EXERCISE GOAL
Would you please copy the part of the material below that opens with the line containing "Which region of this screenshot contains the red painted" and closes with the line containing "Which region of this screenshot contains the red twine"? Copy it exactly, and only it.

● ● ● ● ● ● ●

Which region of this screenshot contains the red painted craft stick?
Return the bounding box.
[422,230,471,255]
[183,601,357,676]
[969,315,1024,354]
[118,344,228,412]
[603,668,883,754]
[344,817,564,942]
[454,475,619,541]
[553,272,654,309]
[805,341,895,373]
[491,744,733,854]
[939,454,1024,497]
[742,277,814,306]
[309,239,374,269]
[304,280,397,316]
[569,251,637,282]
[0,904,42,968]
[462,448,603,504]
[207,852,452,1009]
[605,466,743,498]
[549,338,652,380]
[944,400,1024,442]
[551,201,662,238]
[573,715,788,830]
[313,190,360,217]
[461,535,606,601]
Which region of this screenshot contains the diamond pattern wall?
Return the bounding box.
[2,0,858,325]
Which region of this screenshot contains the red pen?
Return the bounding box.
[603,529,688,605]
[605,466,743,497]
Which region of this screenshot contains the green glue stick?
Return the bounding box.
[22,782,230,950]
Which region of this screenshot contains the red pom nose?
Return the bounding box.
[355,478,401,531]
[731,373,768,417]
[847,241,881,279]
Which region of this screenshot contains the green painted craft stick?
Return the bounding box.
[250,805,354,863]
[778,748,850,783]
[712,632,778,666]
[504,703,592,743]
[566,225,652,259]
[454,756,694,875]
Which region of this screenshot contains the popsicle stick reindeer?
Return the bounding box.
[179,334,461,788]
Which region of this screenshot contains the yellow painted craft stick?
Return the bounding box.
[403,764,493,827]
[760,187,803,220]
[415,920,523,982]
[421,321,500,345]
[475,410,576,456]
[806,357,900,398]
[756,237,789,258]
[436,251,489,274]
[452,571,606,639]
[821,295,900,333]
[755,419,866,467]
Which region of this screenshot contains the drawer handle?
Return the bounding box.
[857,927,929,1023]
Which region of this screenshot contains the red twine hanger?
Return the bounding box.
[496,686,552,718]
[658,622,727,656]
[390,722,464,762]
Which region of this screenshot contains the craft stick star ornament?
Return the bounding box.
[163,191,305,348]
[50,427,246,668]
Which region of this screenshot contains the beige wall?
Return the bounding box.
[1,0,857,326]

● ● ● ● ● ● ●

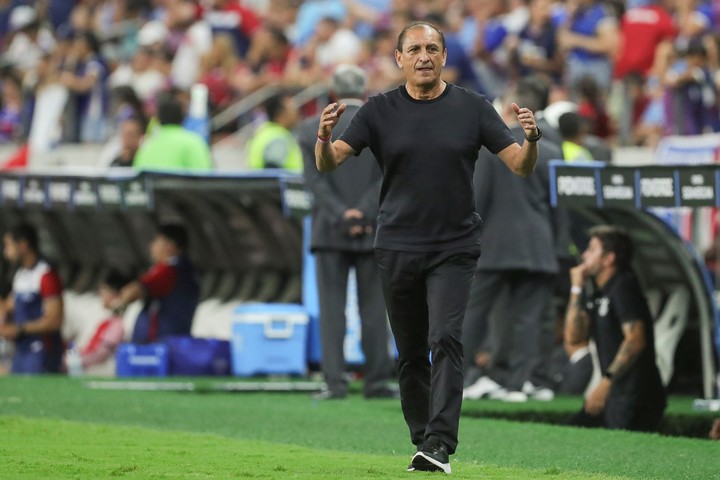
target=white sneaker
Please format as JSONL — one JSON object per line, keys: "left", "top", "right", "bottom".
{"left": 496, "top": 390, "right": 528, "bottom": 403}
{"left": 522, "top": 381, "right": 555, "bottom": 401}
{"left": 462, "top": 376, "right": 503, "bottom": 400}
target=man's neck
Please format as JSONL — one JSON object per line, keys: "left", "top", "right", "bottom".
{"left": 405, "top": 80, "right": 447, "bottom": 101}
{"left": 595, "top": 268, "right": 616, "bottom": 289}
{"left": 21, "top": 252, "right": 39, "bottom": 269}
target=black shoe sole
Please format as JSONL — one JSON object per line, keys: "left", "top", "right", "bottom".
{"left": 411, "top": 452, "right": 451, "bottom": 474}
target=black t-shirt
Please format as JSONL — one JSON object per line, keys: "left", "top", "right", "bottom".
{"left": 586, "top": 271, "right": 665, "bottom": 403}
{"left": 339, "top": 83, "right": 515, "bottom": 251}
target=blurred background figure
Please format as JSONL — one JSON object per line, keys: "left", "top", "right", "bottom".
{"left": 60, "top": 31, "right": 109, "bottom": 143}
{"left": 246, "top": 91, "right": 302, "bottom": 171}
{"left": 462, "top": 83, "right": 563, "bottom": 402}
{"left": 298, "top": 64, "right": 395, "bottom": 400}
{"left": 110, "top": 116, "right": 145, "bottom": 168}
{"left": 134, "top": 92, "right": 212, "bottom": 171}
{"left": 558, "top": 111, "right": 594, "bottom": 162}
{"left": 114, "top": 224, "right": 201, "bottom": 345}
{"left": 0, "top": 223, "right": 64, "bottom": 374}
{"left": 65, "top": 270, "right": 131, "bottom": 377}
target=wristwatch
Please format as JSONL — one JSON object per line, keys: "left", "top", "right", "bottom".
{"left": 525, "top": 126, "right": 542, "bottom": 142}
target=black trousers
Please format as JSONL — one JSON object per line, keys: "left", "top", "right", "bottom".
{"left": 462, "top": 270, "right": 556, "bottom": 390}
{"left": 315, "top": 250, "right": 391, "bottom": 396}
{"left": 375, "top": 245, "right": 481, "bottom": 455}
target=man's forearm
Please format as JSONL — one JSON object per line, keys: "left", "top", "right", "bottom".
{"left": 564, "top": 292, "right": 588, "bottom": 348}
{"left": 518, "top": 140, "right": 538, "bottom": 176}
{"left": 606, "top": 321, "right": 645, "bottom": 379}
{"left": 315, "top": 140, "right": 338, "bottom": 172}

● ● ● ● ● ● ●

RESPONSE BELOW
Which region of this screenshot contains the red painted craft stick?
Return the bounding box.
[422,230,471,255]
[183,601,357,676]
[969,315,1024,354]
[118,344,228,412]
[603,668,883,754]
[344,817,564,942]
[454,475,619,541]
[553,272,654,309]
[805,341,895,373]
[491,744,733,854]
[939,454,1024,497]
[742,277,814,306]
[309,239,374,269]
[304,280,397,316]
[569,251,637,282]
[0,904,42,968]
[462,448,603,504]
[207,852,452,1009]
[605,466,743,498]
[549,338,652,380]
[944,400,1024,442]
[551,201,662,238]
[573,715,788,830]
[313,190,360,217]
[461,535,606,601]
Which region of this screenshot contains the diamond pattern wall?
Return the bounding box.
[2,0,858,325]
Which region of this screenshot contains the red pen?
Return the bounding box.
[603,529,688,605]
[605,466,743,497]
Which region of this screenshot contains the green glue stick?
Return the bounding box.
[22,782,230,950]
Which region of this screenshot contains the red pom nose?
Return the bounding box.
[355,478,401,531]
[731,373,768,417]
[847,241,881,279]
Which region of this screenshot contains the green painted craft stick?
Return the bounding box.
[250,805,354,863]
[778,748,850,783]
[712,632,778,666]
[504,703,592,743]
[566,225,652,259]
[454,756,694,875]
Which region of this screenshot contains the popsicle stick reindeer?
Return the bounding box.
[179,334,461,788]
Which region of this screenshot contains the yellow painted craft stick?
Return the bounding box.
[403,764,493,827]
[760,187,803,220]
[415,920,523,982]
[421,321,500,345]
[475,410,576,456]
[806,357,900,398]
[756,237,789,258]
[436,251,489,274]
[452,571,606,639]
[821,295,900,333]
[755,419,866,467]
Which region of this screenshot contains the drawer handle?
Return the bounding box.
[857,927,929,1023]
Which region of this screenshot contains the red twine hanger?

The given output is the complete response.